--- Podany tekst ---

• • • • • • •

Będzie nowe "Ranczo"? Aktorka zdradziła ważną informację
Serial TVP "Ranczo" był emitowany w latach 2006-2016 i do dziś cieszy się ogromną popularnością. W zeszłym roku został nawet włączony do oferty Netfliksa, a ostatnio pojawiły się głosy o możliwej kontynuacji. Oficjalnie nie wiadomo, czy taki projekt ruszy. Ilona Ostrowska bardzo by chciała wrócić do swojej roli i wspomniała, czego moglibyśmy się spodziewać po nowym "Ranczu".
W 2020 r. zaczęło się robić głośno o filmie "Ranczo - Zemsta wiedźm", który miał być pełnometrażową kontynuacją serialu. Po śmierci Pawła Królikowskiego wszystko się zmieniło, ale kilka miesięcy temu pojawiły się nowe informacje o powrocie "Rancza". Wielu widzów z utęsknieniem czeka na nowe przygody swoich ulubieńców, choć nie każdy aktor chciałby wracać do dawnej roli.

• • • • • • •

--- Treść zadania ---
Odpowiedz krótko na pytania do tekstu o serialu „Ranczo”.
1. W jakich latach emitowano serial?
2. Do oferty jakiej platformy serial trafił w zeszłym roku?
3. Jaki tytuł miał film zapowiadany w 2020 r. jako pełnometrażowa kontynuacja serialu?

--- Fragment danych ---
• • • • • • •

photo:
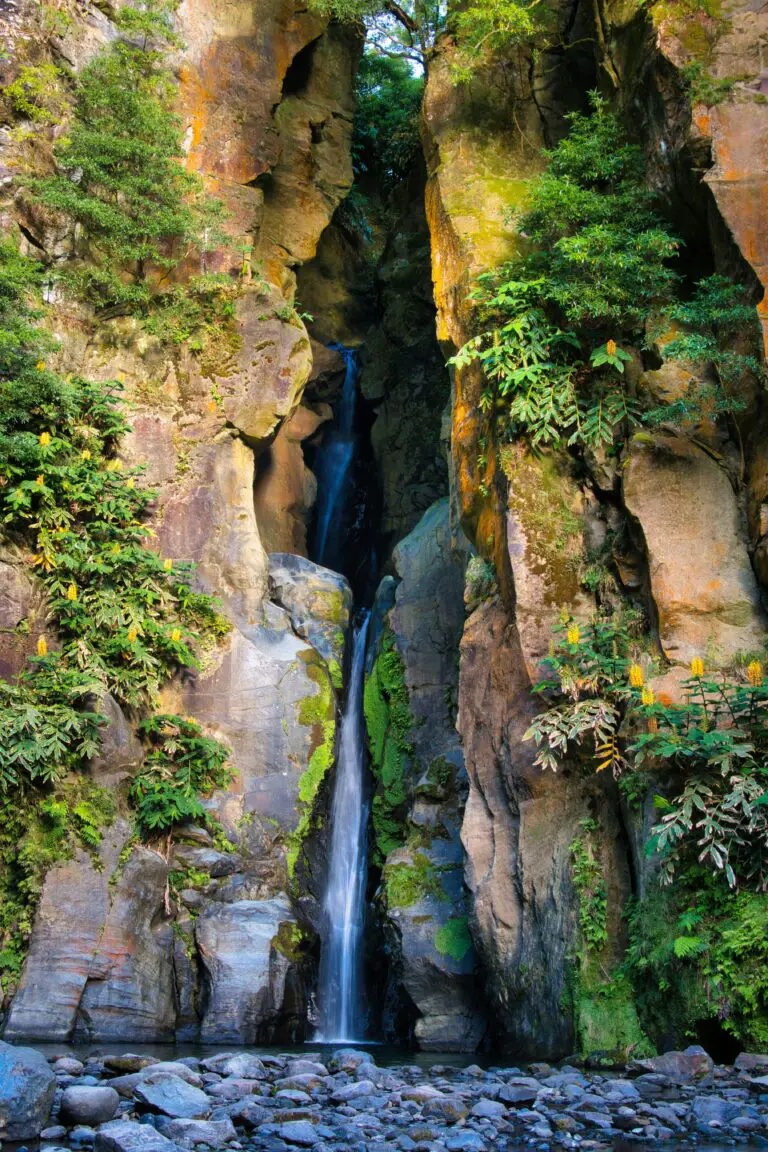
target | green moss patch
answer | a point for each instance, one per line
(389, 721)
(408, 884)
(454, 939)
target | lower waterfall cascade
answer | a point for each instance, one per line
(341, 968)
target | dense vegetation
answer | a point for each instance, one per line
(122, 620)
(134, 212)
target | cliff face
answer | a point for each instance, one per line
(266, 98)
(473, 895)
(532, 516)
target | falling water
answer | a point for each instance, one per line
(341, 968)
(335, 463)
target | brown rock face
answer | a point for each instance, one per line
(701, 581)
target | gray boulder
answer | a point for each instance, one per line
(173, 1097)
(86, 1105)
(189, 1132)
(27, 1090)
(128, 1136)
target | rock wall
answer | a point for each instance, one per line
(668, 499)
(266, 98)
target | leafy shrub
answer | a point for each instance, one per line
(181, 765)
(698, 952)
(121, 180)
(715, 743)
(599, 266)
(124, 619)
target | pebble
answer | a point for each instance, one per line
(344, 1103)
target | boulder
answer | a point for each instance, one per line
(128, 1136)
(244, 972)
(701, 580)
(173, 1097)
(687, 1067)
(189, 1132)
(319, 603)
(27, 1090)
(89, 1105)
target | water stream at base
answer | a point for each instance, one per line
(341, 964)
(335, 464)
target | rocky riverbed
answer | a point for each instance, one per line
(343, 1100)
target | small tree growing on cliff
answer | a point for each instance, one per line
(121, 177)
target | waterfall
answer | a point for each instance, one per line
(334, 465)
(341, 967)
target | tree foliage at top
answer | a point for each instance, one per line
(120, 174)
(386, 139)
(598, 265)
(410, 29)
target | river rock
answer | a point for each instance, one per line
(89, 1105)
(27, 1090)
(174, 1097)
(128, 1136)
(691, 1066)
(189, 1132)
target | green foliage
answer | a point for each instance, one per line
(408, 884)
(180, 766)
(487, 32)
(121, 179)
(588, 689)
(699, 952)
(386, 136)
(454, 939)
(720, 336)
(599, 265)
(124, 619)
(715, 744)
(38, 830)
(590, 884)
(388, 720)
(318, 712)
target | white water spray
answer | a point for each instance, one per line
(341, 965)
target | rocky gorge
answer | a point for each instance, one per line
(510, 910)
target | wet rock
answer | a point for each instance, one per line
(89, 1105)
(173, 1097)
(128, 1136)
(447, 1108)
(687, 1067)
(27, 1091)
(299, 1132)
(245, 972)
(189, 1132)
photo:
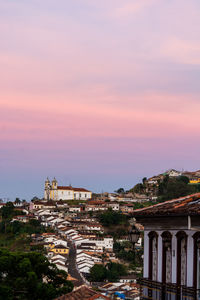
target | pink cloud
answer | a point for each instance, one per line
(181, 51)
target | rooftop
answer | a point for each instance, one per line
(82, 293)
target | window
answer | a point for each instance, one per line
(153, 255)
(167, 257)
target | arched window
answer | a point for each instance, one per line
(181, 277)
(166, 257)
(196, 266)
(153, 255)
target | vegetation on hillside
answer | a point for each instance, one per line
(26, 276)
(16, 235)
(171, 188)
(168, 188)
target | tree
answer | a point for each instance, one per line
(17, 201)
(7, 211)
(144, 180)
(30, 276)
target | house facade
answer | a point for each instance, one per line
(55, 192)
(171, 249)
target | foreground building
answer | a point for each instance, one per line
(55, 192)
(171, 249)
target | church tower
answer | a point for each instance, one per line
(47, 189)
(54, 189)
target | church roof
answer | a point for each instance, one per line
(72, 189)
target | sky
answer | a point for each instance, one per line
(98, 94)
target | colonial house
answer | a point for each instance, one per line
(55, 192)
(171, 249)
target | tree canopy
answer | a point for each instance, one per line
(111, 272)
(26, 276)
(177, 187)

• • • • • • •

--- Odpowiedź do zadania ---
1. W latach 2006–2016.
2. Do oferty Netfliksa.
3. „Ranczo - Zemsta wiedźm”.